**Excerpt**
══════

Apple files lawsuit accusing ChatGPT maker OpenAI of stealing trade
secrets
[July 11, 2026] By
KAITLYN HUAMANI and MATT O'BRIEN
Apple on Friday accused OpenAI of stealing trade secrets as it seeks to
build its own hardware for ChatGPT, a major rupture in a partnership
between the iPhone maker and the artificial intelligence company.
Apple said in the lawsuit filed in a California federal court that
OpenAI encouraged Apple employees it was recruiting to share
confidential information, even guiding how to avoid scrutiny when taking
jobs at the other company.
“This case is about Apple’s former employees stealing Apple’s trade
secrets for the benefit of OpenAI,” the filing says. “Apple brings this
suit to put a stop to it.”
Two former Apple employees who now work for OpenAI are also named as
defendants. One is Tang Tan, who helped design the iPhone, Apple Watch
and iPod and is now OpenAI’s chief hardware officer. The other is Chang
Liu, a former electrical engineer Apple says it entrusted with some of
its most sensitive product development efforts before Liu left Apple to
join OpenAI earlier this year.
OpenAI said it is still reviewing the filing, but spokesperson Drew
Pusateri said in a statement Friday that OpenAI has “no interest in
other companies’ trade secrets. We remain focused on building innovative
technology that empowers people everywhere.”

══════

**Tasks to carry out**
1. Answer these questions from the article about Apple's lawsuit against OpenAI:
(a) In what court did Apple file the lawsuit?
(b) What is Tang Tan's current title at OpenAI?
(c) Which OpenAI spokesperson gave a statement on Friday?
2. Pick up the article about Apple's lawsuit against OpenAI right after its last sentence and continue it.
The data that comes after this article is separate material, unrelated to it.

**Records shown**
══════

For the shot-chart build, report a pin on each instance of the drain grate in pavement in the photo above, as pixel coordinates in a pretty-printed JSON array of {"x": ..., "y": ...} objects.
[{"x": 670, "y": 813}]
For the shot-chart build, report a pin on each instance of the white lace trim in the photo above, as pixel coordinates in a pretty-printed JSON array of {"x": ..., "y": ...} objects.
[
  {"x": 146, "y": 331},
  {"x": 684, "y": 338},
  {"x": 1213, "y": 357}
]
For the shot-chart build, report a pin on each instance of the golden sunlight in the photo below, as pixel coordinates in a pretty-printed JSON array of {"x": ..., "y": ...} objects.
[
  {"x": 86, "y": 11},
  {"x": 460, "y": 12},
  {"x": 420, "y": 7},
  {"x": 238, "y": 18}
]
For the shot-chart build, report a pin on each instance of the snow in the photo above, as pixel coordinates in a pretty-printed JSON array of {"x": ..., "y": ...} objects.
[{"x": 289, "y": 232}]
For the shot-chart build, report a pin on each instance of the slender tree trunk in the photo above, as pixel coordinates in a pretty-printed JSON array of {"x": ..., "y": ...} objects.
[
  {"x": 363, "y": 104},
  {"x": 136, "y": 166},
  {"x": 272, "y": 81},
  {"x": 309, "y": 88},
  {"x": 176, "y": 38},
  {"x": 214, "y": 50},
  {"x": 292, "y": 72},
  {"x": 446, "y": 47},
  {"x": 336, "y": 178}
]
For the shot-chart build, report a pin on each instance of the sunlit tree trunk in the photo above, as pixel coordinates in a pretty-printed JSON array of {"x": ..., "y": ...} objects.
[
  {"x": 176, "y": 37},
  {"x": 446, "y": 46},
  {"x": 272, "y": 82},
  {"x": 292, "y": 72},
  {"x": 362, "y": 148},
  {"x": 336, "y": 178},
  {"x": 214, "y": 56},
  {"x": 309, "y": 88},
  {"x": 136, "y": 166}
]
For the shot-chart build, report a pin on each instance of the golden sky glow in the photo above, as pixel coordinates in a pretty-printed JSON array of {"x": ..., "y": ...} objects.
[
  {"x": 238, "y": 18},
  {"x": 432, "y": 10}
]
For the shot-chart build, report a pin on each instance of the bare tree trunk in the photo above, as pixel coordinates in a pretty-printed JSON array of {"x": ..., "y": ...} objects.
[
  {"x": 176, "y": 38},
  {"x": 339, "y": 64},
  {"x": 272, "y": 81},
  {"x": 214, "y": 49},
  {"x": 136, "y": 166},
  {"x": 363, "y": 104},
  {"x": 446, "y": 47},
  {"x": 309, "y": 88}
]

══════

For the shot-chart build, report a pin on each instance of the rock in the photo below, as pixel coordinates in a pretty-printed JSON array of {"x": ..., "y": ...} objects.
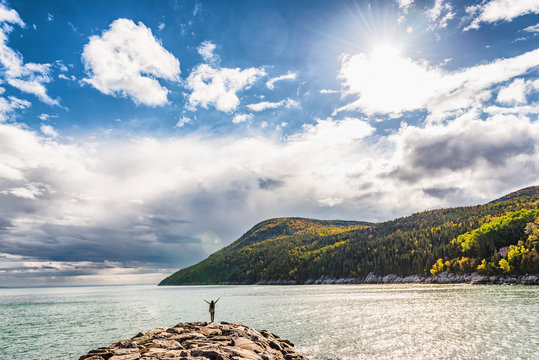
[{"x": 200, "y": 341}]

══════

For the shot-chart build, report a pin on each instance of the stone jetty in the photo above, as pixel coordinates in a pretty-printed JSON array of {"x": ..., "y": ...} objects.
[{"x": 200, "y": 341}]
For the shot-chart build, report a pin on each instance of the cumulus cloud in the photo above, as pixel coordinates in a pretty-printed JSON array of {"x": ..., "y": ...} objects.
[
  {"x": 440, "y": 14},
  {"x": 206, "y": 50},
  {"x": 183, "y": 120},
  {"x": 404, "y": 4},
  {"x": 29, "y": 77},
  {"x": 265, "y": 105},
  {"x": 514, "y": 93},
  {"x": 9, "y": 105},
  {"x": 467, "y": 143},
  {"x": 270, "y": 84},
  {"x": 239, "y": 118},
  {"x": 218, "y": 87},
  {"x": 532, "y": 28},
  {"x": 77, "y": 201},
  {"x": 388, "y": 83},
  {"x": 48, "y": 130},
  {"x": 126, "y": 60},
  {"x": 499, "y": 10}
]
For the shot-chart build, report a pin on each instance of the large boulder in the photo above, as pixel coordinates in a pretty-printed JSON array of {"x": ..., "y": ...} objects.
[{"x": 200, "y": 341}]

══════

**Task responses**
1.
(a) A California federal court
(b) Chief hardware officer
(c) Drew Pusateri

2.
The suit accuses OpenAI of seeking shortcuts on hardware
OpenAI has never said exactly what type of device it is building, but
has described it as an effort to find a new way to interact with AI that
goes beyond “traditional products and interfaces.” It’s part of a
broader push to create a physical embodiment of the latest AI advances,
a decade after Amazon and Google introduced screen-free talking speakers
into homes.
The lawsuit claims the effort was built partly on knowledge stolen from
Apple.
“OpenAI’s nascent hardware business now rests on the shakiest of
foundations, rotten to its core by its illegal reliance on
misappropriated trade secrets,” the lawsuit says.
Apple said it began investigating whether some of its confidential
information was compromised and “uncovered a pattern of theft” of
Apple’s trade secrets by former employees who moved on to positions at
OpenAI.
The lawsuit alleges both Liu and Tan accessed Apple’s confidential
company information and files while working at OpenAI. Among the
allegations, Apple claims Liu accessed and downloaded several
confidential hardware-related files on an Apple-issued device he kept
after departing. It also alleges Tan directed job candidates who were
still working for Apple to bring “Actual parts” from Apple to their
interviews at OpenAI.
Apple said in the lawsuit that it reached out to OpenAI in February to
raise its concerns early in its investigation, but said that OpenAI did
not respond.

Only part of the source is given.